→ Source extract:

......

News / Middle East

    Worries Over Syrian Breakup

    Members of a Kurdish militia and the Free Syrian Army rebels forces stand guard at a check point in Ras al-Ain on the border with Turkey, Feb. 27, 2013. Kurds now control the strategic town.
    Members of a Kurdish militia and the Free Syrian Army rebels forces stand guard at a check point in Ras al-Ain on the border with Turkey, Feb. 27, 2013. Kurds now control the strategic town.
    Syria’s neighbors are becoming increasingly worried that the contending sides in its civil war, including the competing rebel factions, are preparing the ground for an eventual break-up of the country.

    The fears were stoked over the weekend when the Syrian Kurdish group that seized the strategic border town of Ras al-Ain from jihadist groups fighting Syrian President Bashar al-Assad announced plans to set up a transitional authority in northeastern Syria. Its spokesmen said it is holding talks with rival Kurdish factions about the shape of a local administration and possible elections in three months’ time.
     
    Leaders of the Democratic Union Party (PYD) deny that transitional self-government for Kurds is part of an effort to establish a separate, autonomous Syrian Kurdish state. They said self-government would merely be temporary.
     
    “This is not a call for a separation; it is just that for a year now we have been on our own in our own territories and people have needs, they want some kind of administration to run their issues. They cannot be left like that,” said Saleh Muslim, the PYD leader.
     
    Turkey, which has a large Kurdish population of its own, worries that Syrian Kurds are laying the foundations for a mini-state of their own. The fear is that such a state next door could encourage hardline Turkish-Kurdish separatists to derail Ankara’s efforts to conclude a peace deal its own Kurdish leaders.

......

→ Record set:
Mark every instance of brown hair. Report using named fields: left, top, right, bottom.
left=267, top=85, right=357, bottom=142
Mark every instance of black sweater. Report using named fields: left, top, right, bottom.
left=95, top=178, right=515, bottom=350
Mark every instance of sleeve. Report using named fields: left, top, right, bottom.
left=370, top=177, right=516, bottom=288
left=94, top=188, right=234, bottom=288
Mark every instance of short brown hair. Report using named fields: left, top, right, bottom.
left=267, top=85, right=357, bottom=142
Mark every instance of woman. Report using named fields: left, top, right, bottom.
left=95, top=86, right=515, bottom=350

......

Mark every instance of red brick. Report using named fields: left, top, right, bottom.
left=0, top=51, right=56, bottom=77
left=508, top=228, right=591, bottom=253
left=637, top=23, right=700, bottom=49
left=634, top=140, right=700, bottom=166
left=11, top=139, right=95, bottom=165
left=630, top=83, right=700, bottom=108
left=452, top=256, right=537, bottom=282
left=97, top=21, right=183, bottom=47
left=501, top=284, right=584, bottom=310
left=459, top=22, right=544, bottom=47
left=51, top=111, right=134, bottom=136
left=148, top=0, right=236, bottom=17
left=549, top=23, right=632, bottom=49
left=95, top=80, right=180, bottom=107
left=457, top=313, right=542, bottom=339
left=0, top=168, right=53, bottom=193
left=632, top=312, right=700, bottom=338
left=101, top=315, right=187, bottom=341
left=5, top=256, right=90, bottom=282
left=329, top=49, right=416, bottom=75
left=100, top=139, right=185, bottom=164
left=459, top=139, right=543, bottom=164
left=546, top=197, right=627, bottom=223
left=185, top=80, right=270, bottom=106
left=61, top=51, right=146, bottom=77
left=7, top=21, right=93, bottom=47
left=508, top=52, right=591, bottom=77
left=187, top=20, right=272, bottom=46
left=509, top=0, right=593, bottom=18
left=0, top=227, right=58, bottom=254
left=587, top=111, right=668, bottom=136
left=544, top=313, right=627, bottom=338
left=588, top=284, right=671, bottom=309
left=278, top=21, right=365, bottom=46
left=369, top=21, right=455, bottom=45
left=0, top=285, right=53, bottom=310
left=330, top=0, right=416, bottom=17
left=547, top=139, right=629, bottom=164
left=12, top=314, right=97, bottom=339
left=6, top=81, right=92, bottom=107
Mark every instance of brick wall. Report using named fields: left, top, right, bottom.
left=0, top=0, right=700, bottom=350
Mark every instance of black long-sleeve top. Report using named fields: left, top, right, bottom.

......

→ Your task: Please print the news article above on worries over a Syrian breakup again in full, word for word.

→ Exercise result:
News / Middle East

    Worries Over Syrian Breakup

    Members of a Kurdish militia and the Free Syrian Army rebels forces stand guard at a check point in Ras al-Ain on the border with Turkey, Feb. 27, 2013. Kurds now control the strategic town.
    Members of a Kurdish militia and the Free Syrian Army rebels forces stand guard at a check point in Ras al-Ain on the border with Turkey, Feb. 27, 2013. Kurds now control the strategic town.
    Syria’s neighbors are becoming increasingly worried that the contending sides in its civil war, including the competing rebel factions, are preparing the ground for an eventual break-up of the country.

    The fears were stoked over the weekend when the Syrian Kurdish group that seized the strategic border town of Ras al-Ain from jihadist groups fighting Syrian President Bashar al-Assad announced plans to set up a transitional authority in northeastern Syria. Its spokesmen said it is holding talks with rival Kurdish factions about the shape of a local administration and possible elections in three months’ time.
     
    Leaders of the Democratic Union Party (PYD) deny that transitional self-government for Kurds is part of an effort to establish a separate, autonomous Syrian Kurdish state. They said self-government would merely be temporary.
     
    “This is not a call for a separation; it is just that for a year now we have been on our own in our own territories and people have needs, they want some kind of administration to run their issues. They cannot be left like that,” said Saleh Muslim, the PYD leader.
     
    Turkey, which has a large Kurdish population of its own, worries that Syrian Kurds are laying the foundations for a mini-state of their own. The fear is that such a state next door could encourage hardline Turkish-Kurdish separatists to derail Ankara’s efforts to conclude a peace deal its own Kurdish leaders.